BEGIN

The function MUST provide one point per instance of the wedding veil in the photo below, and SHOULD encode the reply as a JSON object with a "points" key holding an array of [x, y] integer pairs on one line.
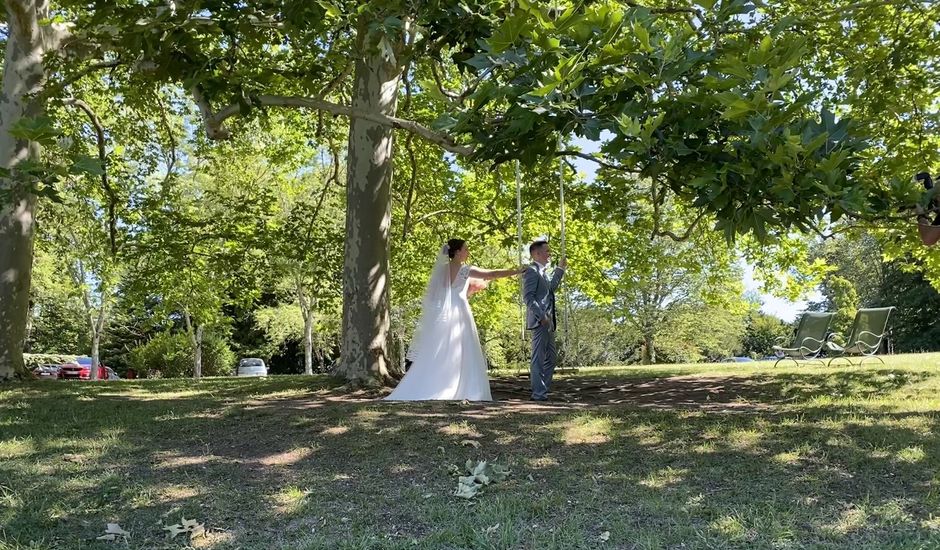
{"points": [[436, 304]]}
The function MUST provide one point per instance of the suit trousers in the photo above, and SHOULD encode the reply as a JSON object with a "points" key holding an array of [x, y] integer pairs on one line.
{"points": [[544, 357]]}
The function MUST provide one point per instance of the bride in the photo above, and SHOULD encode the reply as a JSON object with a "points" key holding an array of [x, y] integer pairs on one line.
{"points": [[447, 358]]}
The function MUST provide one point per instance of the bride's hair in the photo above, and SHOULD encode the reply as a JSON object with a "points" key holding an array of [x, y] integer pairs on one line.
{"points": [[454, 246]]}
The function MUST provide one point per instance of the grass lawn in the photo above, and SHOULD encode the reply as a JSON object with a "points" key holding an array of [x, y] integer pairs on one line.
{"points": [[705, 456]]}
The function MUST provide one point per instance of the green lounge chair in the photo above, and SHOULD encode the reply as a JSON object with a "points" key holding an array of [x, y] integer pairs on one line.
{"points": [[868, 333], [808, 341]]}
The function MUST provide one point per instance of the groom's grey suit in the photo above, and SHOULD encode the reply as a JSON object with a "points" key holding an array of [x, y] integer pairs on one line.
{"points": [[539, 294]]}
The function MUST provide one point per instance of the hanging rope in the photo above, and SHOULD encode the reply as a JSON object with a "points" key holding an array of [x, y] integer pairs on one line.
{"points": [[522, 336], [564, 242]]}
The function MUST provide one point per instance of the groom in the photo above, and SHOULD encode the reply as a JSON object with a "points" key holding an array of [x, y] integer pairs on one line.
{"points": [[538, 290]]}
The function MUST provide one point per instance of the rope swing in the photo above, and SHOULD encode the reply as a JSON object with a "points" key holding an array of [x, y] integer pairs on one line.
{"points": [[563, 252]]}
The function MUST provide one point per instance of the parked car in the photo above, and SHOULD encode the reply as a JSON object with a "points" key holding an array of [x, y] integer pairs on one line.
{"points": [[251, 366], [80, 369], [46, 372]]}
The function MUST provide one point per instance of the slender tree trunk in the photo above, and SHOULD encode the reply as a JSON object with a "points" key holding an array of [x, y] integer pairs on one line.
{"points": [[95, 344], [197, 352], [96, 331], [306, 309], [308, 341], [23, 75], [368, 216]]}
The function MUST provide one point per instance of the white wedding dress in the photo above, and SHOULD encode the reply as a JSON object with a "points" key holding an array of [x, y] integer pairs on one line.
{"points": [[447, 358]]}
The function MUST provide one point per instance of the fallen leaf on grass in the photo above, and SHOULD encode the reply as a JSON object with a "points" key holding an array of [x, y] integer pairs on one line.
{"points": [[481, 475]]}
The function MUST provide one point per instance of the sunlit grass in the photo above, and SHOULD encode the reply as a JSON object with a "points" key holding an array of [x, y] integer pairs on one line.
{"points": [[841, 457]]}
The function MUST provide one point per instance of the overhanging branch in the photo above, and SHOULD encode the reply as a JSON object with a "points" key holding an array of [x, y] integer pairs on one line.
{"points": [[216, 130]]}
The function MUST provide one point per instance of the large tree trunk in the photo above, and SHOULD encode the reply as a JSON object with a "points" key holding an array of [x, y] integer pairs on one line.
{"points": [[23, 75], [368, 215]]}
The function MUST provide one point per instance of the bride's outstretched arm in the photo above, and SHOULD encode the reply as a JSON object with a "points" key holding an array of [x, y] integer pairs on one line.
{"points": [[490, 274]]}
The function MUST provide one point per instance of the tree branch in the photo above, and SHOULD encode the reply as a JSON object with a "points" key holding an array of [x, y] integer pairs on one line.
{"points": [[684, 236], [94, 67]]}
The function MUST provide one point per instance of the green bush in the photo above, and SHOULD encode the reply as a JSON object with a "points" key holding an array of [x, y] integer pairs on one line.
{"points": [[170, 355], [761, 334]]}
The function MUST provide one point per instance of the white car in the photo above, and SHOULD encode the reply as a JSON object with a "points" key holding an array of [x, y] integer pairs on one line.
{"points": [[251, 366]]}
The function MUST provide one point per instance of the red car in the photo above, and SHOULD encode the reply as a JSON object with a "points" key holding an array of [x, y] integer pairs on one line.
{"points": [[81, 370]]}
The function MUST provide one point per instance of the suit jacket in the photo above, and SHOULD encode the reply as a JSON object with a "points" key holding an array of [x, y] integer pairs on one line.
{"points": [[538, 291]]}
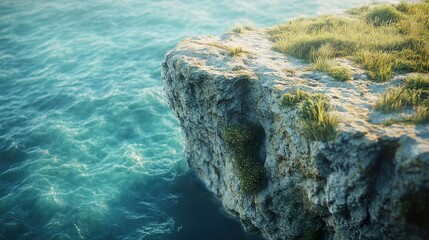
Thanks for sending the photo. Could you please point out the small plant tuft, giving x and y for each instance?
(396, 99)
(234, 52)
(245, 140)
(421, 115)
(378, 64)
(383, 39)
(318, 124)
(293, 98)
(417, 82)
(414, 93)
(238, 29)
(383, 15)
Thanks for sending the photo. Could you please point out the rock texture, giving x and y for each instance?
(371, 182)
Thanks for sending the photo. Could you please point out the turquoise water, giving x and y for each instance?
(88, 146)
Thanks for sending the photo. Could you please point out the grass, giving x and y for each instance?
(322, 60)
(317, 123)
(383, 39)
(245, 140)
(292, 98)
(237, 51)
(414, 93)
(396, 99)
(383, 15)
(238, 28)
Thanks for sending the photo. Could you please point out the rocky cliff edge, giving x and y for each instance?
(370, 182)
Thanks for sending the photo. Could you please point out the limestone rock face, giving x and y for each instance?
(370, 182)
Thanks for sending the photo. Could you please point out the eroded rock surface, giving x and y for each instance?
(371, 182)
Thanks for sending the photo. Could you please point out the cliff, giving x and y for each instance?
(370, 181)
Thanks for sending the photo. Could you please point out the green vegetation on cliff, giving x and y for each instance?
(383, 39)
(245, 140)
(414, 93)
(317, 123)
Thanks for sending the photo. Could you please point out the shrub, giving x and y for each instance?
(318, 124)
(383, 15)
(245, 140)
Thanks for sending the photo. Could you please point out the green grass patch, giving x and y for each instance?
(238, 29)
(414, 93)
(396, 99)
(382, 38)
(318, 124)
(237, 51)
(245, 140)
(383, 15)
(292, 98)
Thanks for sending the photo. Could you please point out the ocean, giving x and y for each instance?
(89, 148)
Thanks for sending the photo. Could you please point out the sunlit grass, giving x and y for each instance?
(316, 122)
(414, 93)
(382, 38)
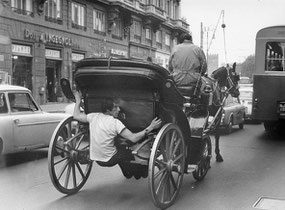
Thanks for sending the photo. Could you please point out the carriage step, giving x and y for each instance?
(191, 168)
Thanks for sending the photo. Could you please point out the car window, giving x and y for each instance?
(229, 101)
(245, 94)
(20, 102)
(3, 104)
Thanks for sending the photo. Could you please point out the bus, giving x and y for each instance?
(269, 78)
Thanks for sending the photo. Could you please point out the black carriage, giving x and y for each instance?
(146, 90)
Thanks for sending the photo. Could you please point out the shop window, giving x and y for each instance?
(167, 39)
(78, 14)
(22, 71)
(99, 21)
(23, 7)
(137, 31)
(53, 75)
(117, 30)
(53, 11)
(158, 39)
(3, 104)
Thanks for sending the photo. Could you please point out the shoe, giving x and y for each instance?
(191, 168)
(83, 156)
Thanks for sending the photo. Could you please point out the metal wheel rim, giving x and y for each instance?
(68, 175)
(166, 169)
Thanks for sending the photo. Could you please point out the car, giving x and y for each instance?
(23, 124)
(233, 114)
(246, 100)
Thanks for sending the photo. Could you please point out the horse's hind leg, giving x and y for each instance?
(219, 157)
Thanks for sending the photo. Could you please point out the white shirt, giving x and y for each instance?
(103, 129)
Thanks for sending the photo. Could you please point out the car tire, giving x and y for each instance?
(241, 125)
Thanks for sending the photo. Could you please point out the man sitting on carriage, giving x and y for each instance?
(187, 62)
(104, 127)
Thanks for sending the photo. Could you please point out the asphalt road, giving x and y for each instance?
(253, 167)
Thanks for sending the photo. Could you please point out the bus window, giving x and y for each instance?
(274, 60)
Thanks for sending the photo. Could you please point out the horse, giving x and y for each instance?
(223, 81)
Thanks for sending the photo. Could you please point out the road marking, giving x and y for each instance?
(270, 203)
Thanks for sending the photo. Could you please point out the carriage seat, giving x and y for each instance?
(186, 90)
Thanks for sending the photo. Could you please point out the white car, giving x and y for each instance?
(23, 124)
(246, 100)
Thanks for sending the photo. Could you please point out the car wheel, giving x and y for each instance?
(229, 128)
(241, 125)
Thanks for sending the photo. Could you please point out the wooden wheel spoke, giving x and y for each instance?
(176, 147)
(162, 187)
(62, 149)
(177, 158)
(74, 175)
(60, 161)
(159, 173)
(63, 169)
(163, 177)
(80, 170)
(167, 145)
(67, 176)
(80, 141)
(172, 181)
(173, 138)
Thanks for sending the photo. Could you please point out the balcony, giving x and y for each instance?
(154, 11)
(179, 24)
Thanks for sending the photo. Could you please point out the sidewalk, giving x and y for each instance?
(54, 107)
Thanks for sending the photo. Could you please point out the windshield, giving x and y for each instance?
(245, 94)
(275, 60)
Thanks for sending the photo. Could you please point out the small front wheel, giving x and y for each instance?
(68, 156)
(204, 163)
(166, 165)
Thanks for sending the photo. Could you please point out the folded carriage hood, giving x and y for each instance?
(95, 73)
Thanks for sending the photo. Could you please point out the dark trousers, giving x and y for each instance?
(122, 158)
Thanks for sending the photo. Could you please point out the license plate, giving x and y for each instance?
(281, 108)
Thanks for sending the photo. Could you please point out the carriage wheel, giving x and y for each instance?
(204, 163)
(68, 162)
(166, 166)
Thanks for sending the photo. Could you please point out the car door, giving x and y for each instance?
(31, 126)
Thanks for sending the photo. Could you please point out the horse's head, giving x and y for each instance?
(232, 81)
(227, 77)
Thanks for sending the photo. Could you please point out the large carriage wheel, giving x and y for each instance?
(204, 163)
(166, 165)
(68, 162)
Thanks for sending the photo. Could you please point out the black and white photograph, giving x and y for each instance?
(142, 104)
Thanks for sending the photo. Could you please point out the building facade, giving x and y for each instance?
(40, 41)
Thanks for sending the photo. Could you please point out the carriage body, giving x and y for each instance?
(141, 87)
(145, 91)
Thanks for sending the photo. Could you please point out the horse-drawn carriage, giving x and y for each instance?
(145, 90)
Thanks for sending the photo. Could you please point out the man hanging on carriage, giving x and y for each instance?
(104, 127)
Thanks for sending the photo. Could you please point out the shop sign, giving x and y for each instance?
(77, 57)
(52, 53)
(48, 38)
(119, 52)
(22, 49)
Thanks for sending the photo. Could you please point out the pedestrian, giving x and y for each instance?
(187, 62)
(104, 127)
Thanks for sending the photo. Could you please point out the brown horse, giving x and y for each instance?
(223, 81)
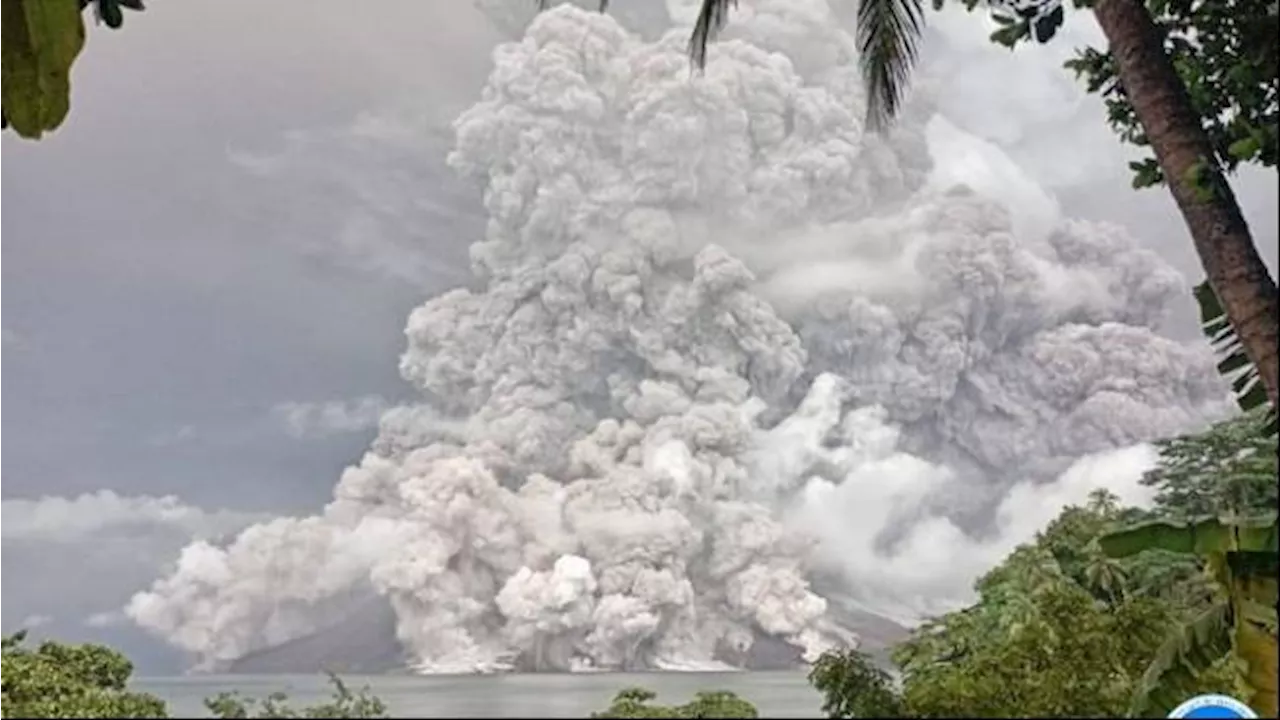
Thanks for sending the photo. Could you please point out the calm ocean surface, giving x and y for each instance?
(776, 695)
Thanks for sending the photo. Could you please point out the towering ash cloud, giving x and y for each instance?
(721, 342)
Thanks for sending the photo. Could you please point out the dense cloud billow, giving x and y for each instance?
(721, 342)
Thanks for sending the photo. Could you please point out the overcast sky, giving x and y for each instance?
(205, 272)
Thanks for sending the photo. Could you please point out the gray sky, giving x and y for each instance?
(205, 273)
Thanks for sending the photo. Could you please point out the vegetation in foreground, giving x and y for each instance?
(91, 680)
(1110, 611)
(636, 702)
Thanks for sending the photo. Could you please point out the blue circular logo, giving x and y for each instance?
(1212, 706)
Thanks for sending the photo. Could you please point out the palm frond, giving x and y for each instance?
(1173, 674)
(887, 36)
(711, 18)
(1234, 364)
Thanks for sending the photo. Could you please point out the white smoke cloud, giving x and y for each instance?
(721, 341)
(332, 417)
(55, 547)
(103, 513)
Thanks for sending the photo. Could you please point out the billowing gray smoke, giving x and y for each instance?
(722, 342)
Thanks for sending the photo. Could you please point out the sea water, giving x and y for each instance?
(776, 695)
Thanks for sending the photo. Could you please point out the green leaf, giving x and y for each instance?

END

_How to complete this task_.
From the line that contains "out the overcast" through the final line of the material, copy every line exactly, including both ends.

_Result for this task_.
Thanks for sending the photo. Could you please point out the overcast sky, giving x and y for each instance?
(205, 272)
Thanks for sending the photo. Could you please point out the gray sky, giving x and y for each instance?
(205, 273)
Thanks for sending the photo. Could you please point out the vegetation in foreground, giving x and y for each instance?
(91, 680)
(1110, 611)
(636, 702)
Thanks for sending the photo. Could you please point out the blue circular logo, giving x and y for each instance?
(1212, 706)
Thanks for sending the photo. Could you please point out the palm frond, giving x and y for each instance?
(1173, 674)
(887, 36)
(711, 18)
(1234, 364)
Thanks for sending the photo. Could you please point out the white smoke cloud, giving x and y for each instance?
(721, 341)
(332, 417)
(55, 547)
(103, 513)
Thanks for sending the photo. Could you please point out the billowing gray smoke, giving x and y for each instance?
(722, 342)
Thanks for sending the photo. Could you please point out the sea water, giving x and y for each instance?
(776, 695)
Thanks for sending the photo. Could you please point out the green leaf, giving x and y for each instance?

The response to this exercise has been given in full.